▶ **What you are asked to do**:
Reproduce verbatim the stretch of lines from the start of the records through the line containing "[[[0,0],[0,44],[255,45],[255,1]]]".

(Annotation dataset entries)
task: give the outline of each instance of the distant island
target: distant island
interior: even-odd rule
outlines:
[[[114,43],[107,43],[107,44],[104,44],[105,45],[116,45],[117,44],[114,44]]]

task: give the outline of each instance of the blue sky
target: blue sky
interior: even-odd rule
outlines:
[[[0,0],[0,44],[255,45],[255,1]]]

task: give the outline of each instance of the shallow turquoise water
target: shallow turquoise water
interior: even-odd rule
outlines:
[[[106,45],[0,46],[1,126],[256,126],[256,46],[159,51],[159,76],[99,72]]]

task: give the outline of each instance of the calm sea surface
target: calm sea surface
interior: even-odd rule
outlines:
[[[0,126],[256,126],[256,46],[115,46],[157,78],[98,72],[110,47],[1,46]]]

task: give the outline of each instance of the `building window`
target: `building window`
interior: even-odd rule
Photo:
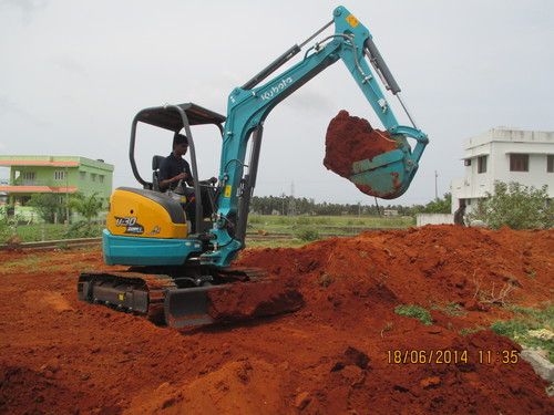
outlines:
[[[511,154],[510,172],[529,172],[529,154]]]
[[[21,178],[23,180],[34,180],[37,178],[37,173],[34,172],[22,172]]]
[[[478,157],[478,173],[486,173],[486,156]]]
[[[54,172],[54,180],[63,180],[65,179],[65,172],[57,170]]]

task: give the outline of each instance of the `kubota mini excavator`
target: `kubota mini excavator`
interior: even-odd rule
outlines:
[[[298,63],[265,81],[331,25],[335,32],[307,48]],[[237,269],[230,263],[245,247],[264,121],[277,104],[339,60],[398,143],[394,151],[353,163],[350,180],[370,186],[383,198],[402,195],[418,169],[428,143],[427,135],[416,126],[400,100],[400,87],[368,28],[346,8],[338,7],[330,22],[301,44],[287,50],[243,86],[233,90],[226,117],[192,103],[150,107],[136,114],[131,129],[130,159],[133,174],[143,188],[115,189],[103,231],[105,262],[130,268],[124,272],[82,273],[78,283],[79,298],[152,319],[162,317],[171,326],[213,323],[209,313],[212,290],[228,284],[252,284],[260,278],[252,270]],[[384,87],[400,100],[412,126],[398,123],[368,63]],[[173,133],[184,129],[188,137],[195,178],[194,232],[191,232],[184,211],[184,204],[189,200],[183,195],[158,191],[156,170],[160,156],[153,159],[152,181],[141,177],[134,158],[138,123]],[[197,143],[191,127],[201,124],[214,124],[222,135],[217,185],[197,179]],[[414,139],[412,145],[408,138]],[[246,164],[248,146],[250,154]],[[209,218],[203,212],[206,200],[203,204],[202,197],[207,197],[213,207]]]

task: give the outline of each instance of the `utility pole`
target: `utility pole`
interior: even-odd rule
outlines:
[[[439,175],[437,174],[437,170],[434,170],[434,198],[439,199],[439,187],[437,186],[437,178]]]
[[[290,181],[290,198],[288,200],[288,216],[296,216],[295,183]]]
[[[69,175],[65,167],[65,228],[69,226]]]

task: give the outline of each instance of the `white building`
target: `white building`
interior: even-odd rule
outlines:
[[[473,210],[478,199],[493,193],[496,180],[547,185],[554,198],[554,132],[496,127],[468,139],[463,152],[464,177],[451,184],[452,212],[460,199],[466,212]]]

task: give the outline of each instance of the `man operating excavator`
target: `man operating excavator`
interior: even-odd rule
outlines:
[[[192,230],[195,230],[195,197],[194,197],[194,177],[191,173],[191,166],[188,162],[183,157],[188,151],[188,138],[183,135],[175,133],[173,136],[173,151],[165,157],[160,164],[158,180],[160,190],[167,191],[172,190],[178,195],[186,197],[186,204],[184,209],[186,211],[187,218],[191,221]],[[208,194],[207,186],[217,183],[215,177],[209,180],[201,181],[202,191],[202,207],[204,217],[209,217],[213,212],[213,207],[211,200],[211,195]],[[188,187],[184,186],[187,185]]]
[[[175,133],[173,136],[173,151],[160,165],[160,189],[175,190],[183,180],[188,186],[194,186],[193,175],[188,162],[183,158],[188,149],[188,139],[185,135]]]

▶ **Final result**:
task: give the outline of each instance of the distant island
target: distant island
interior: even-odd rule
outlines:
[[[114,43],[107,43],[107,44],[104,44],[105,45],[116,45],[117,44],[114,44]]]

task: give the outline of each instance of the blue sky
target: blue sky
interior: even-odd rule
outlines:
[[[0,0],[0,44],[255,45],[255,1]]]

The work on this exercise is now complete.